Document extract.
Penetration rates for the PHEV-10 and the PHEV-40 were compared to a Reference Case that assumes high oil prices and fuel economy standards specified by EISA 2007 (with modest increases after 2020, when those standards level off), as described in the 2008 Hydrogen Report from NRC. The maximum practical scenario is the fastest rate at which the committee concluded that PHEVs could penetrate the market considering various manufacturing and market barriers; it leads to about 40 million PHEVs by 2030 in a fleet of about 300 million vehicles.
However, factors such as high cost, limited availability of places to plug in, and market competition suggest that 13 million is a more realistic number, the report says. Even this more modest estimate assumes that current levels of government support will continue for several decades. Subsidies in the tens to hundreds of billions of dollars over that period will be needed if plug-ins are to achieve rapid penetration of the US automotive market.
Most of the electricity used to power these cars will be supplied from the nation’s power grid. If charged at night when the demand for electricity is lowest, the grid would be able to handle the additional demand for millions of plug-in hybrid electric vehicles, the report says. However, if drivers charge their vehicles at times of high demand, such as when they get home from work, the additional load could be difficult to meet unless new capacity is added.
Smart meters, which bill customers based on time of use, may be necessary in order to encourage nighttime charging. In addition, some homes would require electrical system upgrades to charge their vehicle, which could cost more than $1,000.
|Gasoline use for PHEV-10s and PHEV-40s introduced at the Maximum Practical rate and the Efficiency Case from the 2008 Hydrogen Report. Click to enlarge.|
Relative to hybrid vehicles, plug-in hybrid electric vehicles will have little impact on US oil consumption before 2030, especially if fuel economy for conventional vehicles and hybrids continues to increase past 2020. PHEV-10s save only about 20% of the gasoline an equivalent hybrid vehicle would use, the report says.

Records shown.
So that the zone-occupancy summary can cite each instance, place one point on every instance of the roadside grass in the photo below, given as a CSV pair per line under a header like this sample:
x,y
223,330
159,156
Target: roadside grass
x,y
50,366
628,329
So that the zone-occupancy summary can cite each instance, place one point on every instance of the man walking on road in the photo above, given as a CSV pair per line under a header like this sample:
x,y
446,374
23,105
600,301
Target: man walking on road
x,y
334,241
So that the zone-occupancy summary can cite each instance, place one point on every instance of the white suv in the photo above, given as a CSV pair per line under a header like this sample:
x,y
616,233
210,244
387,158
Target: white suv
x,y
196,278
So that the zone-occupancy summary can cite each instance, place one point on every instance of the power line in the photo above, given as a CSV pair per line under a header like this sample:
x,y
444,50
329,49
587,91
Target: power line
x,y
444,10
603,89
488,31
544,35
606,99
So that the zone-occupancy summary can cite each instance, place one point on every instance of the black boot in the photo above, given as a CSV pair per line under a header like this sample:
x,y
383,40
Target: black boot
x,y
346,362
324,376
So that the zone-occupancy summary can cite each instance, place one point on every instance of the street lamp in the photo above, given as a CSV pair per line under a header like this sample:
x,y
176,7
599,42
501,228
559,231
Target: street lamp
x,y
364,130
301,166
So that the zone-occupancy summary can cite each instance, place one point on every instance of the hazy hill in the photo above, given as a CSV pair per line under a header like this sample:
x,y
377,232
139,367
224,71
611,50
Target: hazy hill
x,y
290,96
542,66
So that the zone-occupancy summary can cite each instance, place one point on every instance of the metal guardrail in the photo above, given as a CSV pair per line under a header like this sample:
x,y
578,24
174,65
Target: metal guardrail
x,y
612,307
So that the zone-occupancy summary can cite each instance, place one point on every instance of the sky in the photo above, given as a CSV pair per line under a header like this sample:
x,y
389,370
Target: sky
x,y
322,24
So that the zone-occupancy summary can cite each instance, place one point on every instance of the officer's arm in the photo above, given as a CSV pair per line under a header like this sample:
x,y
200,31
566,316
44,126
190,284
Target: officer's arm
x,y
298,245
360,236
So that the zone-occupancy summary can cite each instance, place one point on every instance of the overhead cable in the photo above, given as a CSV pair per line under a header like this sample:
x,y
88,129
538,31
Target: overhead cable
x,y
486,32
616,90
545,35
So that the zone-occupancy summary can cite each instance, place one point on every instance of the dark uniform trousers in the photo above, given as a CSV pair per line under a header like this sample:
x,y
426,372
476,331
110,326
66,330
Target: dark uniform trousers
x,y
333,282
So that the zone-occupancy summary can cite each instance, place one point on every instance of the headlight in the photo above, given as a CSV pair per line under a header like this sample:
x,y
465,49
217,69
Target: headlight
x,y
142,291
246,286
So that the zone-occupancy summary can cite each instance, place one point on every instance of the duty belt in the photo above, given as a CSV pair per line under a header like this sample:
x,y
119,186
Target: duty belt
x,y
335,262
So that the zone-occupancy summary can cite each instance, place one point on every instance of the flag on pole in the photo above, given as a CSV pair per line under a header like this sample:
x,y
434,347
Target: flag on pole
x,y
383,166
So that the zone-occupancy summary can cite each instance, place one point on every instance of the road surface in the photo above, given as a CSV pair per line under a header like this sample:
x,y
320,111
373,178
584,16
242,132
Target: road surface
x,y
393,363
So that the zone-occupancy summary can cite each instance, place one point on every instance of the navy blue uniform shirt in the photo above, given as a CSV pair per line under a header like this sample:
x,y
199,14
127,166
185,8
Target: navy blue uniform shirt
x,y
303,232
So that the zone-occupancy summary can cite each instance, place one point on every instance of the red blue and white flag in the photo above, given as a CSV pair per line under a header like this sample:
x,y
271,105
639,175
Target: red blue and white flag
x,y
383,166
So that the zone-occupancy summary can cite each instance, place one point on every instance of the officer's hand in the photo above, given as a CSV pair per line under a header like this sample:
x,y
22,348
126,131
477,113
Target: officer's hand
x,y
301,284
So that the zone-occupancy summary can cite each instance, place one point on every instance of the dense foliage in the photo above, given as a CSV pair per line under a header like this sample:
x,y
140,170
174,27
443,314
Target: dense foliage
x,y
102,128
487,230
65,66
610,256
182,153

Exercise. Pick up the plug-in hybrid vehicle report extract after its last sentence and write the next part. These entries have no connection to the plug-in hybrid vehicle report extract.

Response area.
If 40 million PHEV-10s are operating in 2030, they would save about 0.2 million barrels of oil per day relative to less expensive hybrids, approximately 2% of current US daily light-duty vehicle oil consumption. More substantial savings could be seen by 2050. PHEV-40s, which consume 55% less gasoline than hybrids, could have a greater impact on oil consumption.
Plug-in hybrid electric vehicles emit less carbon dioxide than equivalent conventional vehicles, but not less than hybrids after accounting for emissions at generating stations supplying their electrical power, the report says. Beyond 2030, assuming consumer acceptance, plug-in hybrid electric vehicles could account for significant reductions in US carbon dioxide emissions, if electricity generation plants fired by fossil fuels were equipped with carbon capture and storage systems or replaced with renewable energy or nuclear-powered plants.
According to the report, a portfolio approach toward reducing US dependence on oil is necessary for long-term success. This should include increasing the fuel efficiency of conventional vehicles and pursuing research, development, and demonstration into alternative strategies, including the use of biofuels, electric vehicles, and hydrogen fuel cell vehicles.
This study was sponsored by the US Department of Energy. The National Academy of Sciences, National Academy of Engineering, Institute of Medicine, and National Research Council make up the National Academies. They are private, nonprofit institutions that provide science, technology, and health policy advice under a congressional charter.